### Passage shown
━━━━━━━━━━━━━━━━━━━━

NewYork-Presbyterian Hospital’s chief of surgeries has his doubts about the ability of medical centers to support the number of coronavirus cases — if they continue on the upward trend — even despite the Cuomo administration announcing Saturday that 2 million masks were acquired.

Governor Andrew Cuomo addressed the public Saturday and said his government has purchase about 6,000 ventilators increasing the capacity for intensive care of the state to about 9,000.

Meanwhile, on the front lines, the existing supplies are vanishing as more patients come in seeking help.

“This has been a very active day, during which the hard data has become alarming. I wish I could use a more comforting word,” said Dr. Craig R. Smith, chief of surgery at NewYork-Presbyterian, in an open letter circulated by WNBC’s Andrew Siff Saturday.

While COVID-19 positive tests increased from 37 to 59 in a single day, the number of people requiring ventilators increased from 10 to 12.

With peak volume in the offing anywhere from 22 to 32 days, Smith said NYP will need 700-934 intensive care unit beds and even the former estimate exceeds their needs.

Already scarce are N95 mask, deemed the high-watermark of quality due to the fabric’s ability to filter out the virus.

NYP is burning through 40,000 N95 masks per day. According to Smith, that number could increase to 70,000 before long. There are only about two days worth of masks available in reserve.

About 3 million N95s are used by the downstate region everyday, Smith said, and the entire nation uses 75 million.

Smith acknowledged that while the call has gone out for masks to be made, with designers such as Christian Siriano answering the call, those orders are still weeks out.

According to Cuomo, as of Saturday, New York was ineligible for $6 billion in federal aid through a bill passed in Washington D.C. and his administration is working to have the legislation amended.

“We need the federal delegation to fix that bill or New York state gets nothing. New York state has more coronavirus cases than any state in the United States of America, that we should not be included in the bill obviously makes no sense,” Cuomo said.

According to the governor, hydroxychloroquine and azithromycin will be available from the FDA in about 10,000 doses from the FDA and approved by the Trump administration.

“As soon as we get those doses we’ll work with doctors, nurses and families on using those drugs and see where we get,” Cuomo said.

There are currently more than 10,000 COVID-19 cases in the state, with 45 deaths in New York City alone.

━━━━━━━━━━━━━━━━━━━━

### Directions for this task
Transcribe the stretch of the article above on New York's coronavirus supplies from "Meanwhile, on the" through "from 10 to 12.".

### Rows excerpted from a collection
━━━━━━━━━━━━━━━━━━━━

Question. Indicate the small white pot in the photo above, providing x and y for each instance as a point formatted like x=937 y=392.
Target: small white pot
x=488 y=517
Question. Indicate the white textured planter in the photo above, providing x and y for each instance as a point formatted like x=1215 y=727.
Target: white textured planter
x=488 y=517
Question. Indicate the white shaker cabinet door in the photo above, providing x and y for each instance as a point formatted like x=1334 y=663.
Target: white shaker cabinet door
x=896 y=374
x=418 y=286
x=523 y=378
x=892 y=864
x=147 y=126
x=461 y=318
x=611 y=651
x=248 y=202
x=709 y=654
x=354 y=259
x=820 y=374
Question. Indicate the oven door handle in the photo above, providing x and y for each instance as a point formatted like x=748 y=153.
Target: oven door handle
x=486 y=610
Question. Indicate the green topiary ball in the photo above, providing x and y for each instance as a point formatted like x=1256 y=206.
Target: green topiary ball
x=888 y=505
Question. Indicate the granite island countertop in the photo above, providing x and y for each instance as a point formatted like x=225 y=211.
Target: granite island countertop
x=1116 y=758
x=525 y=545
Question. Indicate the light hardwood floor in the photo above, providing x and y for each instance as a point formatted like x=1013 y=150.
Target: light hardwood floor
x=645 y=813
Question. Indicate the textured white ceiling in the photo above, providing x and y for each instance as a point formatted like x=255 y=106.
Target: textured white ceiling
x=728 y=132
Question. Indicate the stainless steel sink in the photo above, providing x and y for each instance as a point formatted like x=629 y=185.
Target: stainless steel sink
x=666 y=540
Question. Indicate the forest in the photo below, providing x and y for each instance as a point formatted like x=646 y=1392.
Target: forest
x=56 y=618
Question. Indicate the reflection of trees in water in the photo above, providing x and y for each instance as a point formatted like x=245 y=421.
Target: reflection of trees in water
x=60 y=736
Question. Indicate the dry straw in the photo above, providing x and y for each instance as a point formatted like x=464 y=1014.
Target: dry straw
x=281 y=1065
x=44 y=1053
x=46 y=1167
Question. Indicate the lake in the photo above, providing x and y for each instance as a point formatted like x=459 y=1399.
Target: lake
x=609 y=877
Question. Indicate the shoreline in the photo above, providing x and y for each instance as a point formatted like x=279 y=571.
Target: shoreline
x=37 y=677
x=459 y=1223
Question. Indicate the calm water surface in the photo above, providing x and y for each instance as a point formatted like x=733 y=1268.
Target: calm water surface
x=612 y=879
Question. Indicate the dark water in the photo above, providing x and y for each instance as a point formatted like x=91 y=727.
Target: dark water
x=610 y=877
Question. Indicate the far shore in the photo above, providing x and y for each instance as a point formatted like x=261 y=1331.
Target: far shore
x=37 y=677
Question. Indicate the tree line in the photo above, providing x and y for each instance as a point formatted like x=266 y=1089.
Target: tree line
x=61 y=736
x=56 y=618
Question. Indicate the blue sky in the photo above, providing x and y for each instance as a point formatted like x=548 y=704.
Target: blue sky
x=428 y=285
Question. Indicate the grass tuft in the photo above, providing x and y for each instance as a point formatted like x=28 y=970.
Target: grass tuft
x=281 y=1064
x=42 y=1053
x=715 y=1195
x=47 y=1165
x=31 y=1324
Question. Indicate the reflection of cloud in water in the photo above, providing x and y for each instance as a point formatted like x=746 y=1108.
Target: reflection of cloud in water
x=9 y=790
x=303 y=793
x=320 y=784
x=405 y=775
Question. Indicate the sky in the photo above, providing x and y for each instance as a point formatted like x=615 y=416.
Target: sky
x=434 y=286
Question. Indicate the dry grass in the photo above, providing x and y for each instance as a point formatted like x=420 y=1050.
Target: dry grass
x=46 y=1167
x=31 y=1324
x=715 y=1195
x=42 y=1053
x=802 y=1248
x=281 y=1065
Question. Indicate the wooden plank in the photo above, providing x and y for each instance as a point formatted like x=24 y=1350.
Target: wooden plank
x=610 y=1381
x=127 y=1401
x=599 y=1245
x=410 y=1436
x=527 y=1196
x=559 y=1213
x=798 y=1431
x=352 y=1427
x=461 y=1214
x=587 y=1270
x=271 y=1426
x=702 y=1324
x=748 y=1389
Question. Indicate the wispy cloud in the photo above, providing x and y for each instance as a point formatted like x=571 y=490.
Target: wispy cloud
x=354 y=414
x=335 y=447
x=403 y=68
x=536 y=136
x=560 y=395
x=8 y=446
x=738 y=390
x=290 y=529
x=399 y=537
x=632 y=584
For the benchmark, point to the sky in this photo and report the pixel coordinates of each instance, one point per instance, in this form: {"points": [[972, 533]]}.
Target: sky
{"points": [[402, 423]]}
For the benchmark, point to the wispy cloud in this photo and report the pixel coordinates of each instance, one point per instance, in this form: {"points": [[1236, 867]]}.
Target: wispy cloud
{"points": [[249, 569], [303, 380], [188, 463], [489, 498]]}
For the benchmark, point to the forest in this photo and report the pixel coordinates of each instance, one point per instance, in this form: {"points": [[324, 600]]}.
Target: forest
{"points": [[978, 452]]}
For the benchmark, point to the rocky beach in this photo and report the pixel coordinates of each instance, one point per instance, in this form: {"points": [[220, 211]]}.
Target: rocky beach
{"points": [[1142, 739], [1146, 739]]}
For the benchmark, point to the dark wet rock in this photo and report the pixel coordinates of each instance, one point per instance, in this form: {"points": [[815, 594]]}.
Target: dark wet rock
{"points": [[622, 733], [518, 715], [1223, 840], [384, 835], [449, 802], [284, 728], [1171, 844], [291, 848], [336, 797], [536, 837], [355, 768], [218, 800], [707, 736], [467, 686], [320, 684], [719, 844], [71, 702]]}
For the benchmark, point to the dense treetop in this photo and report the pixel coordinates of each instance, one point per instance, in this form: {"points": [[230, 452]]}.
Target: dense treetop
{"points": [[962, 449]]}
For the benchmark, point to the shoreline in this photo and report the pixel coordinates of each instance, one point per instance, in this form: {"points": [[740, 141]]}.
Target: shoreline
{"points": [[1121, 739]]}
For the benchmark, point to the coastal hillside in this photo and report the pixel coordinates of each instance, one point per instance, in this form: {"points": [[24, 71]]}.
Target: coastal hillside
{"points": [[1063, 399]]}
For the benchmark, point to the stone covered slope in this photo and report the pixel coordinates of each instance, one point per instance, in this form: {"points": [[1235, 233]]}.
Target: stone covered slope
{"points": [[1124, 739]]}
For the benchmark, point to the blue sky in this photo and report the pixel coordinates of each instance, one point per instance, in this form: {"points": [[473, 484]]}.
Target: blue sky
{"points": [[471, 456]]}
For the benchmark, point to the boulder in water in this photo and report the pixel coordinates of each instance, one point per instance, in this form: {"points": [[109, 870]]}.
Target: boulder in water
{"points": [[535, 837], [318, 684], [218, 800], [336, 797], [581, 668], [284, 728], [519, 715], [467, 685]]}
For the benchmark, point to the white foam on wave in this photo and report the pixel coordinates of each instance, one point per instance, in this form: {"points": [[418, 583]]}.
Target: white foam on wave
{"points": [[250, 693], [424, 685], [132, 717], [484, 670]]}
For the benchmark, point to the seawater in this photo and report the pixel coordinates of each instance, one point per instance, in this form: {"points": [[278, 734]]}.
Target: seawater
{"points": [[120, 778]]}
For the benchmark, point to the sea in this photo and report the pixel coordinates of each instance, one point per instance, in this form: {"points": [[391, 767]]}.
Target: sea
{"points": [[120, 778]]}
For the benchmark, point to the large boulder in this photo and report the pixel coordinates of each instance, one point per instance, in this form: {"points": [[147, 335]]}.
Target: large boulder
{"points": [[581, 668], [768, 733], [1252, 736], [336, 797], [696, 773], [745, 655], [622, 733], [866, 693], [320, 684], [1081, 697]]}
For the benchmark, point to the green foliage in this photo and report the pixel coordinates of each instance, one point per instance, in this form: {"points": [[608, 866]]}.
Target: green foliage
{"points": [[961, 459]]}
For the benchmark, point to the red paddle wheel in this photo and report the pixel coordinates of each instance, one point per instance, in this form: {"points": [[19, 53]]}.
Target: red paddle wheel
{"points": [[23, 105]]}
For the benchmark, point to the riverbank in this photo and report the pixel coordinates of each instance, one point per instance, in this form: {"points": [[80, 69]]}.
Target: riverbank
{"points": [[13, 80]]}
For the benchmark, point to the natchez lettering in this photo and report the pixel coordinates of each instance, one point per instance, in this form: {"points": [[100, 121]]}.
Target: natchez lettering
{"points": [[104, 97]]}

━━━━━━━━━━━━━━━━━━━━

### Output
Meanwhile, on the front lines, the existing supplies are vanishing as more patients come in seeking help.

“This has been a very active day, during which the hard data has become alarming. I wish I could use a more comforting word,” said Dr. Craig R. Smith, chief of surgery at NewYork-Presbyterian, in an open letter circulated by WNBC’s Andrew Siff Saturday.

While COVID-19 positive tests increased from 37 to 59 in a single day, the number of people requiring ventilators increased from 10 to 12.